§ Lesetext
——————————
Achtsames Wochenende #10 | Das einfache Haus
Liebe Leserinnen, liebe Leser
Wahnsinn bereits zum 10. Mal erscheint heute ein Beitrag aus meiner kleinen Serie «Achtsames Wochenende», es ist immer wieder erstaunlich wie schnell die Zeit doch vergeht. Interessanterweise fliegen mir die Ideen für die Artikel nur so zu und es gibt noch sehr viele spannende Themen, die beleuchtet werden wollen. Was mir besonders gefällt ist das Arbeiten mit der Sprache. Ich mag es sehr Begrifflichkeiten, oder der jeweiligen Geschichte auf den Grund zu gehen und die Ebenen ihrer Bedeutung zu erkunden. Es ist immer interessant wohin diese kurzen Reisen dann führen.
Startpunkt für die heutige Tour ist der Begriff der Genügsamkeit. Schlägt man diesen in einem Wörterbuch seiner Wahl nach, findet man in der Beschreibung eine Mehrdeutigkeit. Das Substantiv bezeichnet unter anderem Dankbarkeit, Bescheidenheit oder Einfachheit. Ihrer Bedeutung nach sind das alles Geschwister, ähnlich aber doch nicht identisch.
——————————
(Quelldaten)
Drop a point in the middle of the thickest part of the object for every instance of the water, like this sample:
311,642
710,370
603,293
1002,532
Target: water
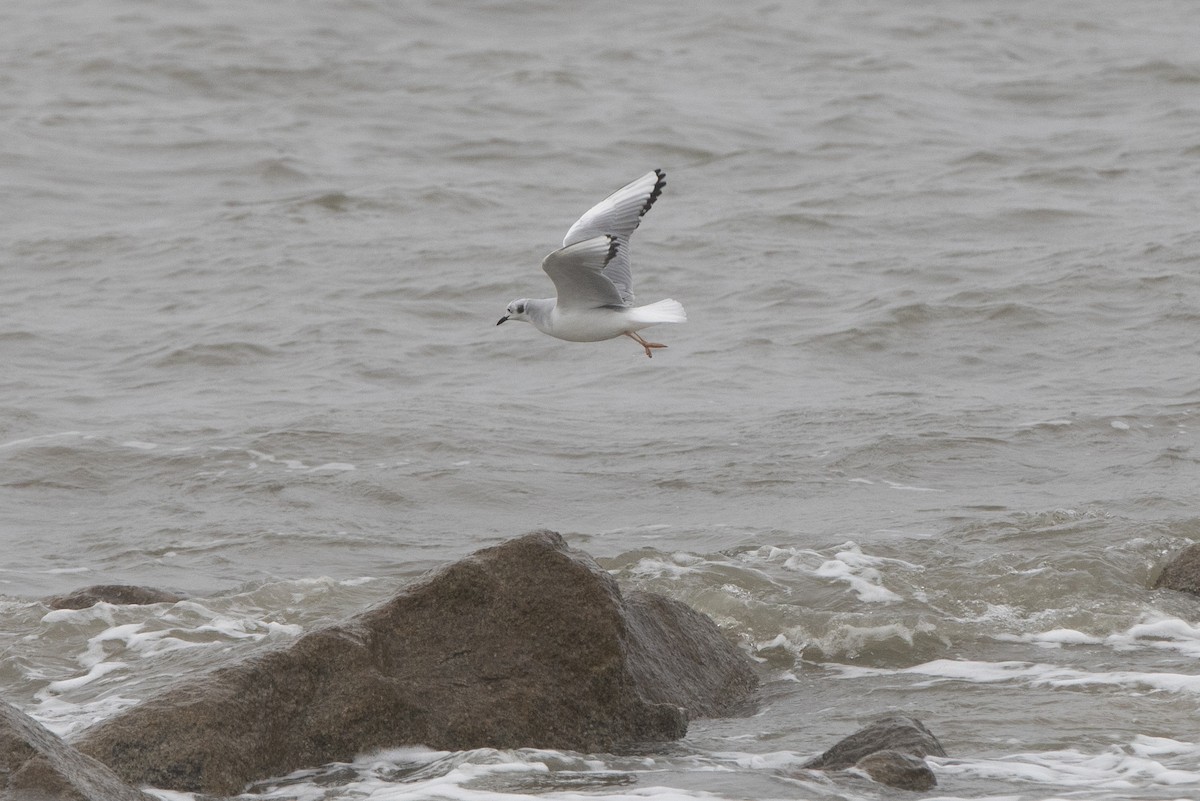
923,445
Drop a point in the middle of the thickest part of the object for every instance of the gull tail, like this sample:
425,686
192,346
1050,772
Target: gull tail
666,311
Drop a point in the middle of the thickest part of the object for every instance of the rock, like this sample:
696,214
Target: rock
891,751
36,765
1182,572
111,594
898,733
898,770
526,644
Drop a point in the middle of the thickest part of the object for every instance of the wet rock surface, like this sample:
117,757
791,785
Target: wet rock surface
1182,572
120,594
898,770
891,751
526,644
36,765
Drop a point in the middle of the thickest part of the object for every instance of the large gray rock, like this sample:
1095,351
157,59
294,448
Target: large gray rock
1182,572
891,751
36,765
527,644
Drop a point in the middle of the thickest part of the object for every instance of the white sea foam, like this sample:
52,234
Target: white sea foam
1035,674
1117,768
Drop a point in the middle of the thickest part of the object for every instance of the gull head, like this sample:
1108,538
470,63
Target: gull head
517,309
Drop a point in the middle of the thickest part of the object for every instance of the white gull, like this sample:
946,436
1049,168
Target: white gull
593,277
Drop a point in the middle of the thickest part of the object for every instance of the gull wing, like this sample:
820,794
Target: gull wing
579,273
618,216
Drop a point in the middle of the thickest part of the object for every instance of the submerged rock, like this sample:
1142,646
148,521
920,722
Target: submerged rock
898,770
526,644
1182,572
123,594
891,751
36,765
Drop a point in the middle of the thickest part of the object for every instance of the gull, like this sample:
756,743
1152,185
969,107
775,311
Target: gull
593,277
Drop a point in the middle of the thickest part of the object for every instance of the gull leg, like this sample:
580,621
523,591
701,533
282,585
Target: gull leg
——————————
§ Aufgaben
- a) Welche Bedeutungen des Substantivs Genügsamkeit nennt der Beitrag zum achtsamen Wochenende?
- b) Schreibe den Beitrag zum achtsamen Wochenende nach seinem letzten Satz weiter.

§ Lösungen
- a) Unter anderem Dankbarkeit, Bescheidenheit oder Einfachheit.

- b)
In den meisten westlichen Ländern leben wir nach wie vor in grossem Überfluss, aber es gibt in den letzten Jahren doch auch eine Tendenz hin zum bewussten Verzicht. Themen wie Nachhaltigkeit, oder das Teilen spielen plötzlich eine wichtige Rolle. Und ich kenne einige Menschen, die sehr genau überlegen ob sie etwas wirklich brauchen und nicht, weil sie das aus materiellen Gründen müssten. Nein, weil bewusst abgewogen wird ob es wirklich noch mehr braucht.
Eine andere Art der bewussten Einfachheit ist eine aus religiösem Antrieb, wie das etwas bei Mönchen der Fall ist. Dort gipfelt die Einfachheit im Extremfall in der Askese und der völligen Abgeschiedenheit. Ich habe das in meinem Bier-Artikel über die Trappisten am Rande erwähnt.
Viele Menschen, die sich einmal für eine Weile ein wenig zurücknehmen und versuchen etwas einfacher zu leben, stellen fest, dass sie plötzlich sehr viel zufriedener sind. Mit dem Verzicht kommt die Einsicht, dass viele Bedürfnisse im Kern gar nicht unsere eigenen sind und dass wir, wenn wir uns einmal von Ihnen gelöst haben, viel freier sind.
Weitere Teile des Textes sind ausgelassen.